Labeled-object pointing entries:
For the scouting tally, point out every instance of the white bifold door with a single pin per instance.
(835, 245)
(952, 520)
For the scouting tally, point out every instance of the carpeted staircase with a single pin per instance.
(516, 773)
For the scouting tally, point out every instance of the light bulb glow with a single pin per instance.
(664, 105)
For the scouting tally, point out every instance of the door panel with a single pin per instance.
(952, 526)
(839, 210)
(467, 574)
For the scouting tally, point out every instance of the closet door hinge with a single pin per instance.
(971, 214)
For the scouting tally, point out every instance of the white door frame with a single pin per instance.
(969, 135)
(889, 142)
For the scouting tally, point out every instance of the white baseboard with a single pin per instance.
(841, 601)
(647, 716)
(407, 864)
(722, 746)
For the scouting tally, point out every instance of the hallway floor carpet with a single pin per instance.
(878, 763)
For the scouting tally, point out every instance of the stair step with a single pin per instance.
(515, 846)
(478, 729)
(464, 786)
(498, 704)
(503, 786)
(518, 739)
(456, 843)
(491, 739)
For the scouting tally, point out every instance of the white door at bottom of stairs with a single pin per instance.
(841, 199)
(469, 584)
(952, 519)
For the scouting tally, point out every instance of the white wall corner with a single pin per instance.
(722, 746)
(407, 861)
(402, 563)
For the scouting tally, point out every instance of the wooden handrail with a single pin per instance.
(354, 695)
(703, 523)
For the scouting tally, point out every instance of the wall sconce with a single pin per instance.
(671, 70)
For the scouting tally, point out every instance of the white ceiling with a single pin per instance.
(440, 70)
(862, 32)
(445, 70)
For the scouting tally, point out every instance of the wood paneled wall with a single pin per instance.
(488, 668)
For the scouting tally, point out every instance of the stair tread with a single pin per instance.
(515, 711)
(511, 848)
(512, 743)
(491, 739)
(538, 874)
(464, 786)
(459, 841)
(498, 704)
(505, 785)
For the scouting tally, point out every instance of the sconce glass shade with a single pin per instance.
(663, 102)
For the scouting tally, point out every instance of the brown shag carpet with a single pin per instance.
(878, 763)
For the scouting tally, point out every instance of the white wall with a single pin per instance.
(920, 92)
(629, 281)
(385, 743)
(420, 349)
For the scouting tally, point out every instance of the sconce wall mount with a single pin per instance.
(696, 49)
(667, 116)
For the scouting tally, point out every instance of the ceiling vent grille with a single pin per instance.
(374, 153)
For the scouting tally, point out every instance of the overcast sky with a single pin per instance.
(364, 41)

Description of the task -
Please set down each line of the records exactly as given.

Result -
For the scouting tally, point out every instance of the white bifold door with a single pin per instance.
(835, 245)
(952, 520)
For the scouting tally, point out every instance of the carpeted staircase with a single pin per instance.
(516, 773)
For the scouting tally, point out every instance of the light bulb glow with a single pin per instance.
(664, 105)
For the scouting tally, point out every instance of the door panel with a single pin per instance.
(952, 526)
(839, 210)
(467, 574)
For the scouting tally, point out every instance of the closet door hinge with a single pin per instance.
(971, 214)
For the scouting tally, point out every instance of the white door frame with a single pin per instance.
(969, 135)
(889, 142)
For the scouting tally, point out every instance of the white baseboard with a single pin per instance.
(841, 601)
(647, 716)
(407, 864)
(722, 746)
For the scouting tally, point out every instance of the hallway floor carpet with a single pin per instance.
(878, 763)
For the scouting tally, point out every instance of the stair step with a single pin per instance.
(515, 846)
(478, 729)
(464, 786)
(498, 704)
(503, 786)
(518, 739)
(456, 843)
(491, 739)
For the scouting tally, point out every instance of the white door at bottom of stairs with a single pin per instance.
(841, 199)
(469, 584)
(952, 519)
For the scouting tally, point out every instance of the white wall corner with a single pin per instance.
(722, 746)
(407, 861)
(402, 563)
For the scouting tally, point out every instance of the wooden handrail with a single pin per instance.
(354, 695)
(703, 523)
For the scouting tally, point out every instance of the wall sconce with a single pin per instance.
(671, 70)
For the scouting tally, point out every instance of the white ceiling with a single pin per instance.
(440, 70)
(862, 32)
(445, 70)
For the scouting tally, point out every instance of the wood paneled wall with a single pin per instance.
(488, 668)
For the scouting tally, point out every instance of the stair tread with a single pin per instance.
(515, 711)
(511, 848)
(512, 743)
(491, 739)
(538, 874)
(464, 786)
(459, 841)
(498, 704)
(505, 785)
For the scouting tally, point out every instance of the sconce glass shade with a single pin per instance.
(663, 102)
For the scouting tally, point out every instance of the brown shag carpet with a single pin per instance.
(878, 763)
For the scouting tally, point out every instance of the white wall with a single pin per instance.
(920, 92)
(629, 281)
(385, 743)
(420, 349)
For the scouting tally, point out every instance of the sconce wall mount with a single pin per instance.
(696, 49)
(667, 116)
For the scouting tally, point out every instance of the ceiling vent grille with a single pin per instance.
(374, 153)
For the scouting tally, point out every instance of the overcast sky with a single pin per instance.
(364, 41)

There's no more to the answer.